==== SUPPLIED RECORDS ====
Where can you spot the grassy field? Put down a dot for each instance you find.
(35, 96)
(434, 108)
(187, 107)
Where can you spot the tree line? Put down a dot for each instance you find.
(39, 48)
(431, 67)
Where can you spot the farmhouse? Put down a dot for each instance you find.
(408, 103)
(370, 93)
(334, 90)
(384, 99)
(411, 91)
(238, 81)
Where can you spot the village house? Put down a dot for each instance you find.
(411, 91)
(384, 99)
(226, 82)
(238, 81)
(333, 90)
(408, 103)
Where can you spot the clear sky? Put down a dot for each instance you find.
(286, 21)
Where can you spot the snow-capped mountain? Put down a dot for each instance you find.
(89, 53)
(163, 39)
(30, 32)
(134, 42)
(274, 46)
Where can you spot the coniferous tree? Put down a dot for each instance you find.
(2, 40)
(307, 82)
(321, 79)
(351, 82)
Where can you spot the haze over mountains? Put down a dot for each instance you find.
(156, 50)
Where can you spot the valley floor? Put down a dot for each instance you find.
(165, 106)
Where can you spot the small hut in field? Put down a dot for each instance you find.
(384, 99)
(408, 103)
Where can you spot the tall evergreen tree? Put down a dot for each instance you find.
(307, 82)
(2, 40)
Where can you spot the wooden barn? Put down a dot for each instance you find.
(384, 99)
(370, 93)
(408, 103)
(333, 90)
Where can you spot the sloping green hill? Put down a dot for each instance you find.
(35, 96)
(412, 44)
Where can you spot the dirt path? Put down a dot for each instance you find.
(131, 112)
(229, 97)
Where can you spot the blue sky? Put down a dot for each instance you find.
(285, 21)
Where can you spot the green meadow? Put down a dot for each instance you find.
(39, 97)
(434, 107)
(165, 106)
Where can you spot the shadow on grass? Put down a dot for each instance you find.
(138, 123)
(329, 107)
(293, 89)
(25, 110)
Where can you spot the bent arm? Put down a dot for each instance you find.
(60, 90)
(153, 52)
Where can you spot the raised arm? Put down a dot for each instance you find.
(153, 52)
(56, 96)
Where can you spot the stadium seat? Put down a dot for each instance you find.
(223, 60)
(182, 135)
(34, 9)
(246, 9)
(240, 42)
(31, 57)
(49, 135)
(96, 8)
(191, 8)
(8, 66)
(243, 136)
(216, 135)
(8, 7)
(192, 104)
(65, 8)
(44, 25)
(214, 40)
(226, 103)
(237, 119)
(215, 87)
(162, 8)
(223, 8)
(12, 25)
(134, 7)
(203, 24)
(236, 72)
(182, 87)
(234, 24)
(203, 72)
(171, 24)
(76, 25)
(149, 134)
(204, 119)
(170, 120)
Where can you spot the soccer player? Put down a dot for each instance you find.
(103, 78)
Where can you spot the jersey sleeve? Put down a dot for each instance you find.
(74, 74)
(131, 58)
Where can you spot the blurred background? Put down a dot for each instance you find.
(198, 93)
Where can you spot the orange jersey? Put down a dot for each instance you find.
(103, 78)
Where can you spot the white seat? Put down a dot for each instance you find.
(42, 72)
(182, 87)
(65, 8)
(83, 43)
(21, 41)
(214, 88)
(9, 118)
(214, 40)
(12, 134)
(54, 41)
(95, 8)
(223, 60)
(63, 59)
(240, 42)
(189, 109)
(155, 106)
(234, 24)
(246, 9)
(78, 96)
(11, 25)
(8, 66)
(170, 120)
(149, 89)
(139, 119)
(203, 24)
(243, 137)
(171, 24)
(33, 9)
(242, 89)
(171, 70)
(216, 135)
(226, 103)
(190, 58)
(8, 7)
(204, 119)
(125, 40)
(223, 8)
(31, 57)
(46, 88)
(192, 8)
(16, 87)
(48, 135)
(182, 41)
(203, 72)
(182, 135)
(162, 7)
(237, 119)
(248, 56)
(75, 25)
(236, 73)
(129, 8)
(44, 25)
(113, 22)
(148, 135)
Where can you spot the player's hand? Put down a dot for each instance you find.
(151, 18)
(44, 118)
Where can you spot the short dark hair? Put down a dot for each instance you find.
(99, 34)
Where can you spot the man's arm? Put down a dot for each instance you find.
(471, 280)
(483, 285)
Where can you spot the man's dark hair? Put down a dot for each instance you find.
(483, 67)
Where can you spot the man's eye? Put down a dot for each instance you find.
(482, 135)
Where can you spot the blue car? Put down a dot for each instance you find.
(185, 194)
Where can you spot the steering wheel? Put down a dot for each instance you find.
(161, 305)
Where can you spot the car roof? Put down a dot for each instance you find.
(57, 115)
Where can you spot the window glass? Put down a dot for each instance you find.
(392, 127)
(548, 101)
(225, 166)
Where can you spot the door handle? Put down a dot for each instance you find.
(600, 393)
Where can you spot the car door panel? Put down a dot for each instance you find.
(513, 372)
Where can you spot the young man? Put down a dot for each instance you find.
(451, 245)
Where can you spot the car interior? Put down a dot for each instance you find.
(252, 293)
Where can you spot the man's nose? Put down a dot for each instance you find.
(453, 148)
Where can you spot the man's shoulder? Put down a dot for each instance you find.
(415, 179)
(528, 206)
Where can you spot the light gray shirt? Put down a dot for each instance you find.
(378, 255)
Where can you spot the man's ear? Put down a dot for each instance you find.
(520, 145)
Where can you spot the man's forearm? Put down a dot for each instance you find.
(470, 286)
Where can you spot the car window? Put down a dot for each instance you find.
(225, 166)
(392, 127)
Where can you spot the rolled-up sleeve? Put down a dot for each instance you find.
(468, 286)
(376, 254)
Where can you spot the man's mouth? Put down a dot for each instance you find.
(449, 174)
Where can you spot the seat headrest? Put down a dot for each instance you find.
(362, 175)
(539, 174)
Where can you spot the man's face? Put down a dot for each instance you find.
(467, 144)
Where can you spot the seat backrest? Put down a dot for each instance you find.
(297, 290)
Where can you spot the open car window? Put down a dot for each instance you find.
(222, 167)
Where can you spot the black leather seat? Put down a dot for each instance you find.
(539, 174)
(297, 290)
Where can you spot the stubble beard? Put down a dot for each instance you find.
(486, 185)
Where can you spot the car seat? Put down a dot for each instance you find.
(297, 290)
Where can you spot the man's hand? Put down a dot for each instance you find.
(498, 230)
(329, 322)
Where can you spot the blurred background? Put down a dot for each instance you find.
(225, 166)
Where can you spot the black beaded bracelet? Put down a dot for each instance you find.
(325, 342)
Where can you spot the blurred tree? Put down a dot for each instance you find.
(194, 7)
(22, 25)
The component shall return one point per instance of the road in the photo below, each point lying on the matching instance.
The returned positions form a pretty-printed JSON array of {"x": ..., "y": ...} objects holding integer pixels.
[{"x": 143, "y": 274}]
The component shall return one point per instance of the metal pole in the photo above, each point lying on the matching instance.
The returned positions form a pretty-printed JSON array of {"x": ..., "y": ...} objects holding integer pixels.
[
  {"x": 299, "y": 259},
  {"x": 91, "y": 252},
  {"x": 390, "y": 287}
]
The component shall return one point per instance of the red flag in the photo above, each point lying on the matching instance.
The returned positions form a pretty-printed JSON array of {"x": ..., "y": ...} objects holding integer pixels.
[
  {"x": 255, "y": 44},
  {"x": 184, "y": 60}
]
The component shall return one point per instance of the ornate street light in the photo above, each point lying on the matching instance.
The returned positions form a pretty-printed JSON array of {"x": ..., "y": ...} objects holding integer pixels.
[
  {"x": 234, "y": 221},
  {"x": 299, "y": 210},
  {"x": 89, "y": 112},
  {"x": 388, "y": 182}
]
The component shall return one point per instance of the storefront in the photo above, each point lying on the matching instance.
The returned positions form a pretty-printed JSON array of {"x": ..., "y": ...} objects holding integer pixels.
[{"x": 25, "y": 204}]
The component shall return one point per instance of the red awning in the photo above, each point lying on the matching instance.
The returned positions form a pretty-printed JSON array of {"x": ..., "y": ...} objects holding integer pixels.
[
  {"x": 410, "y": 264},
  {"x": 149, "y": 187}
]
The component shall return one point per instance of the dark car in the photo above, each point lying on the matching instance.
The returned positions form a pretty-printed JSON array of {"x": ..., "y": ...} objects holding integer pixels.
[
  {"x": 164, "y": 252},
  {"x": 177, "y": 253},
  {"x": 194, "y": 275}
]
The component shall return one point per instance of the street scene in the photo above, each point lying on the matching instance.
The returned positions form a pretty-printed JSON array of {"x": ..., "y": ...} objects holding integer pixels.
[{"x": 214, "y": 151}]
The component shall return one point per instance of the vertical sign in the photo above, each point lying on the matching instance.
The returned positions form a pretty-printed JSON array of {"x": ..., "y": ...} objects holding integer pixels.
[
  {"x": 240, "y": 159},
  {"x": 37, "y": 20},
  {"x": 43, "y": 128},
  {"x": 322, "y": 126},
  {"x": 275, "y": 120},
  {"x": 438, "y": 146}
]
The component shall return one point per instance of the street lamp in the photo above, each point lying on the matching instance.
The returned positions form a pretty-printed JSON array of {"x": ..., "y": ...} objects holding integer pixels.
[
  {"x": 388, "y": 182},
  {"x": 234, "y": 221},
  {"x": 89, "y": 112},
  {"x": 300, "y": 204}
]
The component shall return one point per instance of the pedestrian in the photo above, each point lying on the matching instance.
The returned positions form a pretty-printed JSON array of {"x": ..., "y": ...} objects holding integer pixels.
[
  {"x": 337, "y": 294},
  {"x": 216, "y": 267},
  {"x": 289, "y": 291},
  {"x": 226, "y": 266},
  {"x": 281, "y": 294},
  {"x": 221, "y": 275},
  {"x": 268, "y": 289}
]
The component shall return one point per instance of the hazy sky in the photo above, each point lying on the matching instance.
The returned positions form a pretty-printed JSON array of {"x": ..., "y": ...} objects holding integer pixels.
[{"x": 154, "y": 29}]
====
Reproduce only the lines running from the one with "the street scene" through the final line of the listing above, both ends included.

### COMPLETE OUTPUT:
The component shall return one point per instance of the street scene in the photo above, each point lying on the matching instance.
The returned positions form a pretty-printed JSON array of {"x": ..., "y": ...} objects holding integer pixels.
[{"x": 214, "y": 151}]
The component shall return one point per instance of the vertical sign in the photo above, each point lying on the matching instance.
The returned positions form a pretty-printed JSON array of {"x": ..., "y": ...} objects holding integer pixels.
[
  {"x": 240, "y": 159},
  {"x": 37, "y": 20},
  {"x": 43, "y": 128},
  {"x": 322, "y": 126},
  {"x": 275, "y": 120},
  {"x": 438, "y": 146}
]
The component shall return one point per instance of the street lamp in the photo above, each point lying on the matching instance.
The returned positions form a pretty-printed JSON array of {"x": ..., "y": ...} objects holding integer pixels.
[
  {"x": 388, "y": 182},
  {"x": 234, "y": 221},
  {"x": 89, "y": 112},
  {"x": 300, "y": 204}
]
The component shall return one point per instance of the pedestrian in the photo above, each point lying on the matching instance.
The returned positions form a pretty-printed JSON array of {"x": ..., "y": ...} objects holding integer pixels.
[
  {"x": 337, "y": 294},
  {"x": 216, "y": 267},
  {"x": 289, "y": 291},
  {"x": 226, "y": 266},
  {"x": 281, "y": 294},
  {"x": 221, "y": 275},
  {"x": 268, "y": 289}
]
The component shall return one point per instance of the hazy sky in the photo above, each point lying on the matching instance.
The returned positions form a pretty-printed JSON array of {"x": ..., "y": ...} objects holding integer pixels.
[{"x": 154, "y": 29}]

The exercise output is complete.